## Activity
When you answer, restate the entries below without altering anything.

[Referring expression pointing data]

--

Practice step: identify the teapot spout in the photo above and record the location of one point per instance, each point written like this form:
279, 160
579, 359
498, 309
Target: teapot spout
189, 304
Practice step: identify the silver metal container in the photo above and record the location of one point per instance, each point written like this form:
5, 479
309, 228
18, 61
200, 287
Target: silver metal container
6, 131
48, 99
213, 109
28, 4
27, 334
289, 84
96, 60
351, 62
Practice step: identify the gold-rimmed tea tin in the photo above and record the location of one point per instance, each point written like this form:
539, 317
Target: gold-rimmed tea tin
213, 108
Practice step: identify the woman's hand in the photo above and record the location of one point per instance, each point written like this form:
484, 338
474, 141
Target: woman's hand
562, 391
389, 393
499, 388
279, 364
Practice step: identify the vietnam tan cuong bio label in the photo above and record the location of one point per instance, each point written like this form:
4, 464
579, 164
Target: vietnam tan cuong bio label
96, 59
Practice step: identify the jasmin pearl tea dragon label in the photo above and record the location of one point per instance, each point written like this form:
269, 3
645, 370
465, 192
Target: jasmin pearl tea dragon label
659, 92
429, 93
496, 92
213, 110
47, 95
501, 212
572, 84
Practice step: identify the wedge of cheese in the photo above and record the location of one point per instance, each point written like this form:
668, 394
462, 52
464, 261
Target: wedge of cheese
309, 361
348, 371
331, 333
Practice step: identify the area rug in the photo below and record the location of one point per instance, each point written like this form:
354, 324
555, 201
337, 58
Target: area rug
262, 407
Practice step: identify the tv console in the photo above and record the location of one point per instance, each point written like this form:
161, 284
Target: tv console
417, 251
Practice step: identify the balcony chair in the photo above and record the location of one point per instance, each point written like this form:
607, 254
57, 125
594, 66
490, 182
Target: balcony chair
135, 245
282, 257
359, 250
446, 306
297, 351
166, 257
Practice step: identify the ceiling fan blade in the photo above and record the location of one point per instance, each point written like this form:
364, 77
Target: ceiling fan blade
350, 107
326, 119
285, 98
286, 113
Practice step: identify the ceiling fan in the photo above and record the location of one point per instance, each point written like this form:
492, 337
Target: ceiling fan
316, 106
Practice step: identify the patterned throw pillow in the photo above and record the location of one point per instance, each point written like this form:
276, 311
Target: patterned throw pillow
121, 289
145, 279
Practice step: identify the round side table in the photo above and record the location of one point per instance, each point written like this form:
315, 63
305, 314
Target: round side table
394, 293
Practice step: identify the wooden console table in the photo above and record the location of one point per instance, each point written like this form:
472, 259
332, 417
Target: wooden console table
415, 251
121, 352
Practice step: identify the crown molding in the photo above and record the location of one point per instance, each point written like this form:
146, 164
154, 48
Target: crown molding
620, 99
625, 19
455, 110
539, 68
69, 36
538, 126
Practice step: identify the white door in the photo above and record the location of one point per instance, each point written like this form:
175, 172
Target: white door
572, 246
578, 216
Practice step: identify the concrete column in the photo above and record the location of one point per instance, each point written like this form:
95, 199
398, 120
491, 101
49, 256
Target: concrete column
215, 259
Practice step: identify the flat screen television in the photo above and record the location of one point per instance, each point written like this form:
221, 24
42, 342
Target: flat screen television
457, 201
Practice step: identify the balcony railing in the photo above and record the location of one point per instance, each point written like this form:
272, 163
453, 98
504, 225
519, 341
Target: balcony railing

--

## Answer to this task
Practice step: identify the teapot spout in the photo above and record the location of one point per instance, each point written like this form:
279, 160
579, 359
498, 309
Target: teapot spout
189, 304
Practice step: identify the silver metal container in the photo above and record the location of one point per instance, each point written like this form:
5, 479
309, 228
18, 61
200, 287
Target: silver metal container
6, 131
48, 99
213, 109
28, 4
27, 334
289, 84
96, 60
351, 62
Practice step: identify the gold-rimmed tea tin in the photo above and record the location of one point per instance, each point written like this form:
539, 317
Target: gold-rimmed tea tin
213, 108
Practice step: identify the woman's hand in the photo above and record the location of one point per instance, each point written like this form:
484, 338
474, 141
Target: woman's hand
562, 391
389, 393
499, 388
279, 364
Practice step: identify the vietnam tan cuong bio label in the photo above and record the location of one point per instance, each point written like this form:
4, 464
579, 164
Target: vietnam tan cuong bio label
96, 59
Practice step: identify the jasmin pearl tea dragon label in the photo above and record the location of one point per instance, each point written like this form:
269, 3
645, 370
465, 192
Target: jasmin pearl tea dragon label
659, 92
429, 93
496, 92
213, 110
47, 95
501, 212
572, 84
Practice step: identify the wedge of cheese in the photo above and record the location of one point per instance, each point written like this form:
668, 394
462, 52
464, 261
Target: wedge of cheese
309, 361
348, 371
331, 333
Practice step: identify the area rug in the photo below and record the location of one point per instance, each point written like this form:
354, 324
555, 201
337, 58
Target: area rug
262, 407
Practice step: identify the tv console in the photo above and record the location of one point per instance, each point written like this form:
161, 284
Target: tv console
417, 251
Practice step: identify the balcony chair in the photo above and record the location of one point per instance, each point written like this form:
607, 254
57, 125
594, 66
490, 182
Target: balcony chair
135, 245
282, 257
359, 250
446, 306
297, 351
166, 257
Practice step: identify the ceiling fan blade in the photo above and record the location of one point per instance, each point written like this form:
364, 77
Target: ceiling fan blade
350, 107
326, 119
285, 98
286, 113
Practice step: identify the ceiling fan in the photo above and record the location of one point per instance, each point written like this form:
492, 337
Target: ceiling fan
316, 106
Practice step: identify the patterned throw pillow in the photo above and record the location of one point per instance, each point written like this form:
276, 311
Target: patterned throw pillow
121, 289
145, 279
Practice step: identify the round side table in the photo above and record the location of one point per instance, each point written like this form:
315, 63
305, 314
Target: round side table
394, 293
Practice step: identify the wooden console table in the photo above and record the location of one point per instance, each point written like this form:
472, 259
332, 417
Target: wooden console table
415, 251
121, 352
Practice step: identify the crown molding in the photo above and record the location of one point per instance, each point written like this form:
146, 164
154, 48
Target: crown molding
620, 99
625, 19
455, 110
539, 68
69, 36
538, 126
Practice step: identify the white door in the photo above and record the location of one point per instance, each point written like this form:
175, 172
Target: white door
572, 246
578, 216
Practice step: identify the concrete column in the photo above and record the location of one point per instance, each point written like this form:
95, 199
398, 120
491, 101
49, 256
Target: concrete column
215, 259
Practice step: identify the flat screen television in the photo above and record the location of one point per instance, each point written like this form:
221, 24
42, 342
Target: flat screen television
457, 201
Practice step: identify the balcony railing in the photo above and record the location of one point per instance, each point written like this form:
272, 163
453, 98
504, 225
519, 341
Target: balcony railing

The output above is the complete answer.